*** MATERIAL PROVIDED Section Begins ***

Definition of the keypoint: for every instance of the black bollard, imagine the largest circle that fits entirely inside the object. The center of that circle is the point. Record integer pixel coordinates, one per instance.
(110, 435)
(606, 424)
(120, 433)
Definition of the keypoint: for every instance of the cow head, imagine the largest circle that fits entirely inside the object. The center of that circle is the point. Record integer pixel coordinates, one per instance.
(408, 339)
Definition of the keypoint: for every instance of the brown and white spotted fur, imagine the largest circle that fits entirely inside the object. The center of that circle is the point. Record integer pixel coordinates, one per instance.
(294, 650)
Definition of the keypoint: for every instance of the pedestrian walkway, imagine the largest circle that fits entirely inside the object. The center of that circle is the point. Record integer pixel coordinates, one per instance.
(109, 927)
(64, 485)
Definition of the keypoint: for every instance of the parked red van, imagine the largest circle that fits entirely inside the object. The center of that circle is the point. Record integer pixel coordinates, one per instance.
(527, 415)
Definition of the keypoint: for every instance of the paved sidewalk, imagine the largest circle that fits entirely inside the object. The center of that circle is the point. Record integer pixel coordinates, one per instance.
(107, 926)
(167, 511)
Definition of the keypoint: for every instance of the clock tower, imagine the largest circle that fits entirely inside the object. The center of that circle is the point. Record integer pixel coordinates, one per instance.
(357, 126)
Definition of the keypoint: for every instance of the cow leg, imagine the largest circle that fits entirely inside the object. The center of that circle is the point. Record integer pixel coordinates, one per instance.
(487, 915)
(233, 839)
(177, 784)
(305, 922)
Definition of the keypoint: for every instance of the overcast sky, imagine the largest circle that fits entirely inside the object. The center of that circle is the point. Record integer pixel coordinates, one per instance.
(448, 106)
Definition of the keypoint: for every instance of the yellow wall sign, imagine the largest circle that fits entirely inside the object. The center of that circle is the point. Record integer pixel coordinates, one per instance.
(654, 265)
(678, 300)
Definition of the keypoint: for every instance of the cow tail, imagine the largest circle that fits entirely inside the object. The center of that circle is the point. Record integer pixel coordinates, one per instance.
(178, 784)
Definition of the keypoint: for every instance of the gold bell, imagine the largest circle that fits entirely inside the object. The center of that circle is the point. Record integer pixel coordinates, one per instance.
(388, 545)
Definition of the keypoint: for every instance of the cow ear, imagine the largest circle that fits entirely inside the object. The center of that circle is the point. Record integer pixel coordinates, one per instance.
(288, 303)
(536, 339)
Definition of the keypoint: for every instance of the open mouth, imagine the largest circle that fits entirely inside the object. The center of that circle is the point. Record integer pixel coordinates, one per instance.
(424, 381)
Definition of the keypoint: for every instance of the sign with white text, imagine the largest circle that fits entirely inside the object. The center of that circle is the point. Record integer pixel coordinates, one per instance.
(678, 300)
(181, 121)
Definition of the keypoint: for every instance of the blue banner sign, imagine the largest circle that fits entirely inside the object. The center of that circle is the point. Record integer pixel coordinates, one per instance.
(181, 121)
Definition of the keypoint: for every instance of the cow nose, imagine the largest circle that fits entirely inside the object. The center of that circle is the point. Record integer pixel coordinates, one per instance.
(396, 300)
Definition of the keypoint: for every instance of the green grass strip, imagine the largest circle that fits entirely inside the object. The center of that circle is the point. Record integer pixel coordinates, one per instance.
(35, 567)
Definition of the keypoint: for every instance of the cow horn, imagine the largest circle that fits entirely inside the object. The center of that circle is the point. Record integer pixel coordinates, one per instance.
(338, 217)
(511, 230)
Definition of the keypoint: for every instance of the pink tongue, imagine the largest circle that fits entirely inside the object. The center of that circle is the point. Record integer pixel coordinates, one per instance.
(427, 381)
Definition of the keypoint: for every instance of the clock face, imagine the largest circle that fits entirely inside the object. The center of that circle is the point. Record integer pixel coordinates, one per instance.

*** MATERIAL PROVIDED Section Ends ***

**WORK TASK**
Write all of the records out again exactly.

**ANSWER SECTION**
Definition of the keypoint: for every instance of the black bollard, imagine the largest circle that fits entirely inside the object. The center of that circle is the point. Record integer pixel coordinates, one per instance.
(110, 435)
(606, 424)
(120, 433)
Definition of the keypoint: for every instance of the cow head, imagine the largest circle that fits entirely inside the object. The center of that circle is the point. Record integer pixel coordinates, one per instance.
(408, 339)
Definition of the keypoint: for every instance of the brown and white spotted fur, imagine the largest circle that fits entirely inside the object. The center of that circle is the point. Record integer pixel coordinates, one per instance.
(294, 650)
Definition of the keypoint: for every instance of the pedestrian walkway, imagine the largest circle that fits entirely inside the object. The center of that circle is the point. Record integer pixel coordinates, one per instance.
(109, 927)
(64, 485)
Definition of the keypoint: for every instance of the parked red van, imagine the largest circle that fits entirely inside the object. The center of that circle is the point. Record integer pixel coordinates, one per instance.
(527, 415)
Definition of the keypoint: for every instance of the paved sidewalk, imagine the largest circle that fits entirely inside the object. The center of that circle is the point. Record integer pixel coordinates, one per instance.
(107, 926)
(167, 511)
Definition of the keypoint: for every instance of the clock tower, imagine the largest circle that fits entirely inside the object. The center of that circle is the point. Record integer pixel coordinates, one per instance.
(357, 126)
Definition of the keypoint: for every instance of the cow leg, imagine the largest circle that fits entirely inside the object. The center of that circle is the point. Record integer pixel coordinates, one per instance.
(487, 915)
(233, 839)
(177, 784)
(305, 922)
Definition of the keypoint: for every instance of the overcast sky, imagine the largest circle that fits entirely inside the object. The center of that circle is the point. Record integer pixel coordinates, one per instance.
(448, 106)
Definition of the keypoint: for every instance of the yellow wall sign, imagine the largest circle that fits entirely inside the object. The center of that circle is the point. Record integer pixel coordinates, one per instance.
(654, 265)
(678, 300)
Definition of the keypoint: for every instance of the cow tail, imagine the largest circle that fits entirely inside the object. The center of that circle is the point. Record integer pixel coordinates, one per instance.
(178, 784)
Definition of the keypoint: for every instance of the gold bell, imagine the largest circle that fits entirely inside the object. The center of that circle is the point. Record integer pixel coordinates, one per instance.
(388, 545)
Definition of the keypoint: for every instance of the cow ear, imagine the largest circle that fits entirely inside the object. The center of that circle is the point. Record integer pixel coordinates, one per instance.
(288, 303)
(536, 339)
Definition of the keypoint: for every instance of the open mouth, imagine the largest circle that fits entirely inside the object. The center of that circle is the point. Record integer pixel coordinates, one per instance.
(424, 381)
Definition of the keypoint: for every instance of the sign with white text, imagine the largest circle that fits entirely inside the object. The center of that circle is the point. Record integer pixel coordinates, one per instance.
(678, 300)
(181, 121)
Definition of the keypoint: for every instance of the blue banner sign, imagine the largest circle that fits entirely inside the object. The center of that circle is the point. Record integer pixel coordinates, one per instance.
(181, 121)
Definition of the keypoint: for every instance of the cow nose, imagine the largest circle that fits entirely inside the object. The center of that circle is the point. Record integer pixel coordinates, one per instance.
(396, 300)
Definition of the keypoint: for every instance of the green grass strip, imagine the largest circle that fits entirely inside the object. The center of that circle is the point. Record integer pixel coordinates, one per instance.
(35, 567)
Definition of the keypoint: for every instance of the cow horn, imagine the largest circle that fits entirely inside the object. The center of that circle is the point. Record integer pixel coordinates, one per instance.
(338, 217)
(511, 230)
Definition of the keypoint: for every instance of the pink tongue, imagine the largest circle that fits entirely inside the object. The center of that circle is the point. Record integer pixel coordinates, one per instance.
(427, 381)
Definition of the keypoint: for every instance of the clock face, imagine the largest circle that fits entirely inside the object. The center of that circle is the point. Record integer pixel coordinates, one per instance.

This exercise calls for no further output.